Just that generally src->size >> batch len and clflush will make it
twice as expensive on byt. (The object may be about 1000 times larger
than the batch at the extreme, libva *cough*.)

> > >  static int
> > > @@ -1087,6 +1088,7 @@ i915_gem_do_execbuffer(struct drm_device *dev, void *data,
> > >  	struct drm_i915_private *dev_priv = dev->dev_private;
> > >  	struct eb_vmas *eb;
> > >  	struct drm_i915_gem_object *batch_obj;
> > > +	struct drm_i915_gem_object *shadow_batch_obj = NULL;
> > >  	struct drm_clip_rect *cliprects = NULL;
> > >  	struct intel_engine_cs *ring;
> > >  	struct intel_context *ctx;
> > > @@ -1288,8 +1290,31 @@ i915_gem_do_execbuffer(struct drm_device *dev, void *data,
> > >  	batch_obj->base.pending_read_domains |= I915_GEM_DOMAIN_COMMAND;
> > >  
> > >  	if (i915_needs_cmd_parser(ring)) {
> > > +		shadow_batch_obj =
> > > +			i915_gem_batch_pool_get(ring->batch_pool,
> > > +						batch_obj->base.size);
> > > +		if (IS_ERR(shadow_batch_obj)) {
> > > +			ret = PTR_ERR(shadow_batch_obj);
> > > +			/* Don't try to clean up the obj in the error path */
> > > +			shadow_batch_obj = NULL;
> > > +
> > > +			/*
> > > +			 * If the pool is at capcity, retiring requests might
> > > +			 * return some buffers.
> > > +			 */
> > > +			if (ret == -EAGAIN)
> > > +				i915_gem_retire_requests_ring(ring);
> > > +
> > > +			goto err;
> > > +		}
> > > +
> > > +		ret = i915_gem_obj_ggtt_pin(shadow_batch_obj, 4096, 0);
> > > +		if (ret)

- **Provided information**:
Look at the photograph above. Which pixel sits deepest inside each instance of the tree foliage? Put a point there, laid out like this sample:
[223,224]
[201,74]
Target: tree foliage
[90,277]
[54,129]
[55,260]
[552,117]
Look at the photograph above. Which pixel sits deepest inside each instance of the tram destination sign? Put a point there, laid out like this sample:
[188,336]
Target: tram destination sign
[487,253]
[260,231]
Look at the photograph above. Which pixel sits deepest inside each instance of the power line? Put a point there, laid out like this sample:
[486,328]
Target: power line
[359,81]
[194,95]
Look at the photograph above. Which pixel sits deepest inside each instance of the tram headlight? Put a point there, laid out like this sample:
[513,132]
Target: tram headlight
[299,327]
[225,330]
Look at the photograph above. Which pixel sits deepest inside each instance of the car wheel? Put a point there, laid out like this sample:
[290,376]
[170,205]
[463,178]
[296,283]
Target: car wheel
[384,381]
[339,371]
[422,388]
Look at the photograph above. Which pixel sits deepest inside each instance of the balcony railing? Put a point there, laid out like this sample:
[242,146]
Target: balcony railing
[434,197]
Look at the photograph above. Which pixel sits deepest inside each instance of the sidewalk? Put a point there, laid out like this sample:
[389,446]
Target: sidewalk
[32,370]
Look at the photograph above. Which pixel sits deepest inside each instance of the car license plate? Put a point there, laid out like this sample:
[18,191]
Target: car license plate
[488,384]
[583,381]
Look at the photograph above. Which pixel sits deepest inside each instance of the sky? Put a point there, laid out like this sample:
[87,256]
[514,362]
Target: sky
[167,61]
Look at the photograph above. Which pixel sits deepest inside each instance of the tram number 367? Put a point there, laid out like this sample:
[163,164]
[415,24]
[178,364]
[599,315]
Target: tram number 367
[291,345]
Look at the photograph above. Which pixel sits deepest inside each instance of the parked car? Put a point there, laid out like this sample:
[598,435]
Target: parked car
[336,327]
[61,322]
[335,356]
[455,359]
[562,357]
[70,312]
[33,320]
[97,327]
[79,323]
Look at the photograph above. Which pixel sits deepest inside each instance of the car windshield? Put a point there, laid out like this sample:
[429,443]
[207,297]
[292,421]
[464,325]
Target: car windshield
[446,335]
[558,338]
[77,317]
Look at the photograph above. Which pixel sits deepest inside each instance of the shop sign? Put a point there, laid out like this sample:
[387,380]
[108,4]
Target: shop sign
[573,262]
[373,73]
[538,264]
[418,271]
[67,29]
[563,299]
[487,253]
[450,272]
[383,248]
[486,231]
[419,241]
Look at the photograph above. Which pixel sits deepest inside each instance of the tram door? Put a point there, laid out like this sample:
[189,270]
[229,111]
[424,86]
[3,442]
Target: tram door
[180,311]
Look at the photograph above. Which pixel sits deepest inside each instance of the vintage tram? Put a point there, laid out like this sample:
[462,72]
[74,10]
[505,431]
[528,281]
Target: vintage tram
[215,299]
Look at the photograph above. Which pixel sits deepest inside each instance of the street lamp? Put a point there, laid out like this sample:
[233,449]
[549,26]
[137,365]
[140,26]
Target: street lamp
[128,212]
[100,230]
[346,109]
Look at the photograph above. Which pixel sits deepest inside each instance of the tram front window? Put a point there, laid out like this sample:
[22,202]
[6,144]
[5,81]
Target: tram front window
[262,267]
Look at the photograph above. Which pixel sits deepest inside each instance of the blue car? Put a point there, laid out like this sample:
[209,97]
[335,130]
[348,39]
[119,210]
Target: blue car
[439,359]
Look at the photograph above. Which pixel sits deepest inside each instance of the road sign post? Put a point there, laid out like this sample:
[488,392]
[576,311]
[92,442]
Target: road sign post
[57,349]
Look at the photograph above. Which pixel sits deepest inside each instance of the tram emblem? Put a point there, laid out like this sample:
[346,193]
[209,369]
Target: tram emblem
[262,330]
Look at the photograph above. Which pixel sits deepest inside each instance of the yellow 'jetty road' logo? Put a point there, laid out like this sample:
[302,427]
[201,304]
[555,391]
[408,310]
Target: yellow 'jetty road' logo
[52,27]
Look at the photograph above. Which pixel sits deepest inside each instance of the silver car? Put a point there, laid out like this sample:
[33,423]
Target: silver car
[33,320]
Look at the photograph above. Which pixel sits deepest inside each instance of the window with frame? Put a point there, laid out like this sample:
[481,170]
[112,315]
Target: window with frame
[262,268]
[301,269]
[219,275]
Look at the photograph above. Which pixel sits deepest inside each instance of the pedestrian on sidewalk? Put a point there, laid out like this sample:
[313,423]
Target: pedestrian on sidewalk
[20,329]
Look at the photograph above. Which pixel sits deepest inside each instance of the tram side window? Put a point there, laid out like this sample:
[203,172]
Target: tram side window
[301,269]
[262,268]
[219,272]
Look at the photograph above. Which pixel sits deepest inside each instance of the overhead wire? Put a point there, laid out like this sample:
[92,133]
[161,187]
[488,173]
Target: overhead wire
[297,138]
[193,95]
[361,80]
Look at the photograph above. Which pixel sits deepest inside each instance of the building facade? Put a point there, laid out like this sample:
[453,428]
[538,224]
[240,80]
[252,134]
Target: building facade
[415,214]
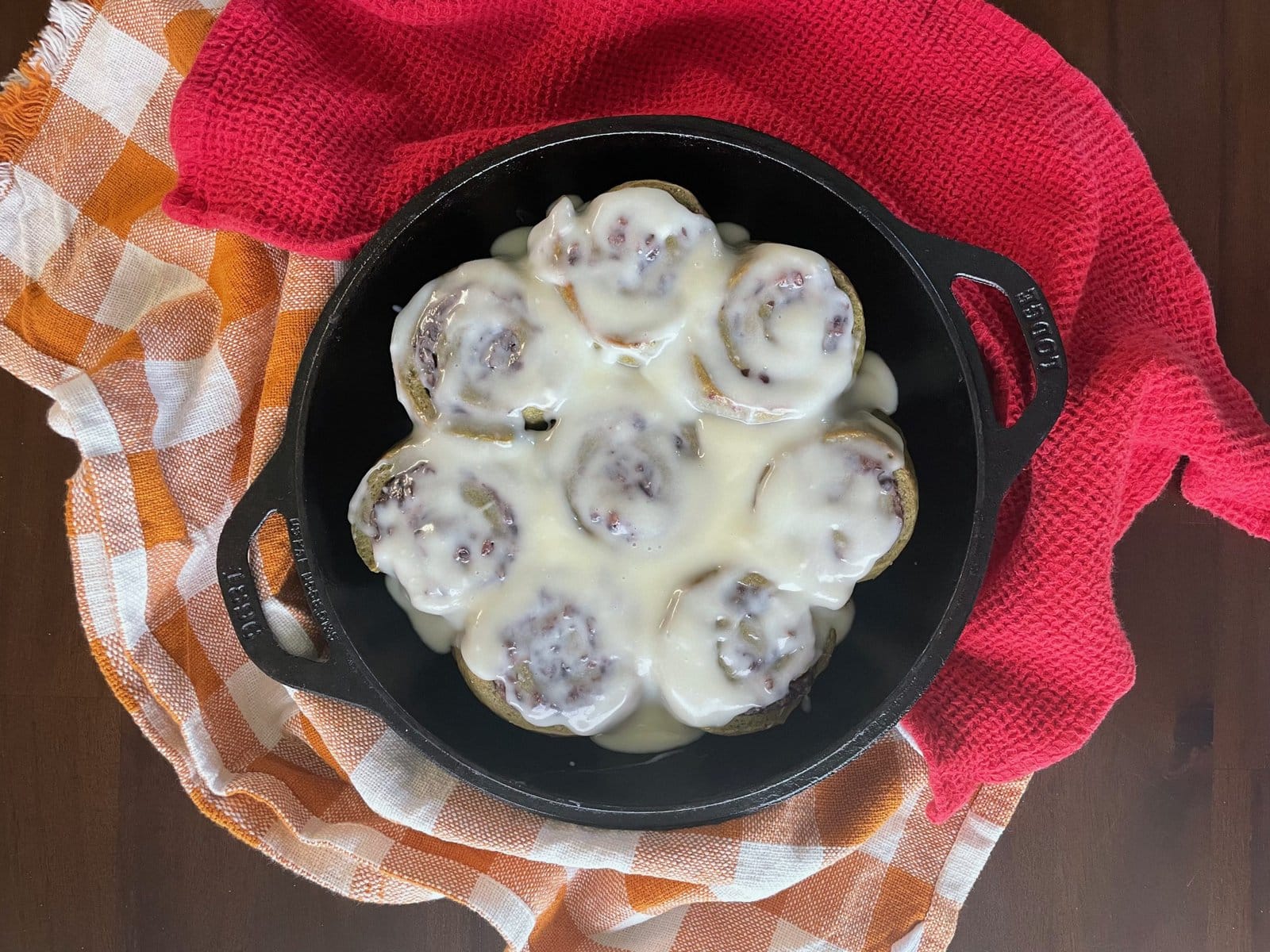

- **Set task**: Please rewrite the part of the code review excerpt that begins with "Just that generally" and ends with "extreme, libva *cough*.)", renaming "clflush" to "cache flushing" wherever it occurs.

- **Problem solution**:
Just that generally src->size >> batch len and cache flushing will make it
twice as expensive on byt. (The object may be about 1000 times larger
than the batch at the extreme, libva *cough*.)